== 文書の一部 ==
そんな中で、今回の舞台が決まりました。自担に仕事が決まる嬉しさと同時に、よりによって(かなり身勝手な理由で)私にとって辛い気持ちを引き起こす題材に対する戸惑いがありました。特に、作中でもあった通り、オスロ合意は失敗に終わったプロセスであり、むしろ泥沼化の一端を担ってしまったと批判されているものです。例えば、現在世界でもトップクラスに新型コロナウイルスワクチンの接種が進んでいるイスラエルですが、実効支配しているパレスチナのワクチンは限りなく少なく、その理由を「オスロ合意において医療的な対応はパレスチナの責任の下に行うと定められている」としていたりします。ただでさえ経済力のない自治区への物理的な締め付けを行いながら、あくまでパレスチナの自己責任としているわけです。

そんなオスロ合意を(言い方は悪いですが)今更取り上げるということはかなりセンシティブであり、描き方次第では強者の論理を再補強することにもなりかねません。自分の大好きな人が、自分が最も嫌悪を覚える構造に組するかもしれないと思うと、心底複雑な胸中でした。今回の舞台が決まった後、当ブログでパレスチナ/イスラエル問題についてまとめたのも、そういう気持ちをぶつける一つの方法だったかもしれません。

== 取り組む指示 ==
オスロ合意を取り上げた文章について、次の問いに答えなさい。
1. オスロ合意は、何の一端を担ってしまったと批判されていますか。
2. イスラエルは、パレスチナのワクチンが少ない理由をどのように説明していますか。
3. 舞台が決まった後、筆者はブログで何の問題についてまとめましたか。
次の資料は、上の文章とは関係のない別の資料です。

収録項目:
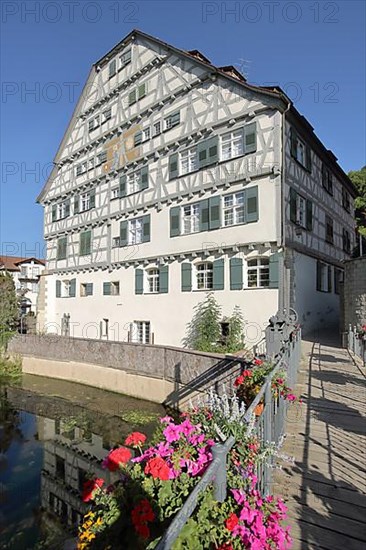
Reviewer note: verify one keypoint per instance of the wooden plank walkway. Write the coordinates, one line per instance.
(325, 489)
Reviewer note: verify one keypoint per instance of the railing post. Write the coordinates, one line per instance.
(219, 452)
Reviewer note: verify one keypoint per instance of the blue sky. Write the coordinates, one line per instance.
(314, 50)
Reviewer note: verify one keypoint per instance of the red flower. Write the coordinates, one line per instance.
(158, 468)
(135, 439)
(117, 457)
(231, 522)
(89, 488)
(246, 373)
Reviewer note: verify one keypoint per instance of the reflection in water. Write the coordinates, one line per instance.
(49, 445)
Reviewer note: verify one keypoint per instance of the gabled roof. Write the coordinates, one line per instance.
(228, 72)
(12, 263)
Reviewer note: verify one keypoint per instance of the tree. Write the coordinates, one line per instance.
(235, 339)
(204, 330)
(9, 307)
(358, 178)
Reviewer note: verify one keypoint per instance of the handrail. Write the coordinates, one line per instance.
(216, 471)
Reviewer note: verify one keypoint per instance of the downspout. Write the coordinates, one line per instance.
(283, 290)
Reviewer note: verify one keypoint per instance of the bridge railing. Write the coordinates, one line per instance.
(356, 342)
(269, 426)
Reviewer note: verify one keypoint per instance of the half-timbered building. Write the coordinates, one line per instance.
(175, 178)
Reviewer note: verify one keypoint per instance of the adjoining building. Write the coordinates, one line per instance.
(175, 178)
(26, 274)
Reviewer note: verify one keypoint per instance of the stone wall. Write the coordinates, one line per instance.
(156, 373)
(353, 295)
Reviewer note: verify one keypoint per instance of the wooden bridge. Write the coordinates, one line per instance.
(325, 489)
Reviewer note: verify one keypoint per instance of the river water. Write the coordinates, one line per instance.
(53, 434)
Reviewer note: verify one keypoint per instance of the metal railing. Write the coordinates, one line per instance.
(269, 426)
(356, 343)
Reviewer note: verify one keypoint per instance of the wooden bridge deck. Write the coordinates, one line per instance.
(325, 489)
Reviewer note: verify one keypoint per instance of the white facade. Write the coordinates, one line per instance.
(170, 182)
(26, 274)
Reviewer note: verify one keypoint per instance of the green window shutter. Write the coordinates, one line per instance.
(146, 229)
(273, 270)
(251, 198)
(88, 242)
(164, 279)
(318, 275)
(186, 277)
(173, 166)
(92, 199)
(207, 152)
(309, 215)
(175, 221)
(144, 178)
(139, 281)
(72, 288)
(122, 185)
(250, 138)
(329, 278)
(123, 240)
(141, 91)
(204, 215)
(137, 139)
(106, 289)
(293, 145)
(308, 158)
(132, 97)
(214, 205)
(218, 274)
(293, 196)
(236, 273)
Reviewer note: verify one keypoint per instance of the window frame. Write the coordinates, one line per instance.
(203, 278)
(258, 269)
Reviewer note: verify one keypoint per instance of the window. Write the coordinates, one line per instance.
(93, 123)
(140, 332)
(345, 200)
(258, 273)
(135, 231)
(191, 218)
(338, 279)
(323, 277)
(125, 58)
(111, 289)
(300, 151)
(157, 128)
(327, 180)
(152, 280)
(233, 209)
(101, 158)
(232, 145)
(85, 243)
(301, 210)
(86, 289)
(107, 114)
(204, 276)
(346, 241)
(329, 229)
(112, 68)
(171, 121)
(188, 161)
(61, 248)
(60, 210)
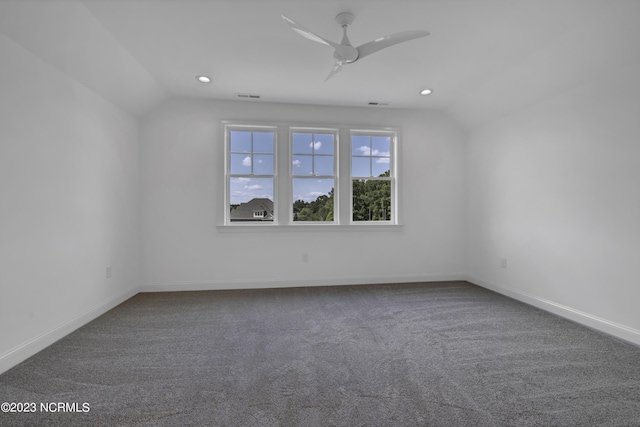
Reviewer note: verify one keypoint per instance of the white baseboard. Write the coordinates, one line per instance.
(11, 358)
(603, 325)
(214, 285)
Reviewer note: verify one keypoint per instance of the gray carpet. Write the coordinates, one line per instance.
(436, 354)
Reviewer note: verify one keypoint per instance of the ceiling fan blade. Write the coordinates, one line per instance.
(390, 40)
(336, 69)
(306, 33)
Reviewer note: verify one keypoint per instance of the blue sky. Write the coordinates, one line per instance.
(312, 159)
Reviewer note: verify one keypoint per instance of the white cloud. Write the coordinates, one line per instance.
(364, 150)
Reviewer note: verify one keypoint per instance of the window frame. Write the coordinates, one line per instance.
(228, 128)
(322, 131)
(283, 176)
(393, 139)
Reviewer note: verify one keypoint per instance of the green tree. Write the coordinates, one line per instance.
(320, 209)
(372, 199)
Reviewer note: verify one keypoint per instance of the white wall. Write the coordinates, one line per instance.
(68, 204)
(554, 189)
(181, 186)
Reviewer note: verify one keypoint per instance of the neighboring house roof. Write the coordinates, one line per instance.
(260, 209)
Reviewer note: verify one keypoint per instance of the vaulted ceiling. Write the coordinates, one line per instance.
(483, 59)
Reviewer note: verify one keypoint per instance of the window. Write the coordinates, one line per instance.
(313, 175)
(286, 175)
(371, 177)
(251, 179)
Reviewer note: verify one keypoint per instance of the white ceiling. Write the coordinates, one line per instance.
(484, 58)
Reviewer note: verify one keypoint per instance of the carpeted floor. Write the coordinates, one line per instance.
(431, 354)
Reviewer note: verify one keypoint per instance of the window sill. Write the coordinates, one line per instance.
(295, 228)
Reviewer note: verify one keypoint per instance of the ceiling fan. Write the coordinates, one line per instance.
(345, 53)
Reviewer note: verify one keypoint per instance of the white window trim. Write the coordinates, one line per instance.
(336, 191)
(283, 178)
(393, 133)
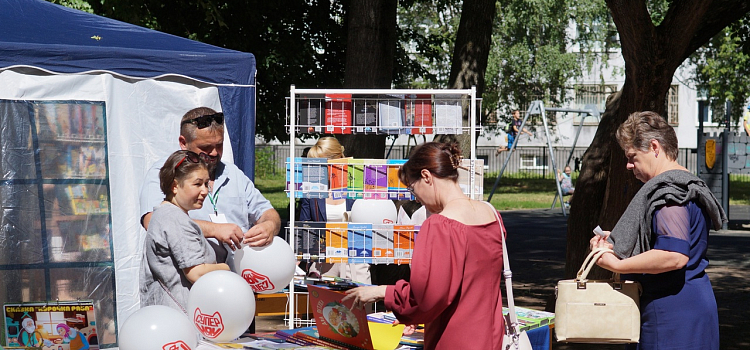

== 解答例 ==
1. 泥沼化の一端を担ってしまったと批判されています。
2. オスロ合意において、医療的な対応はパレスチナの責任の下に行うと定められていると説明しています。
3. パレスチナ/イスラエル問題です。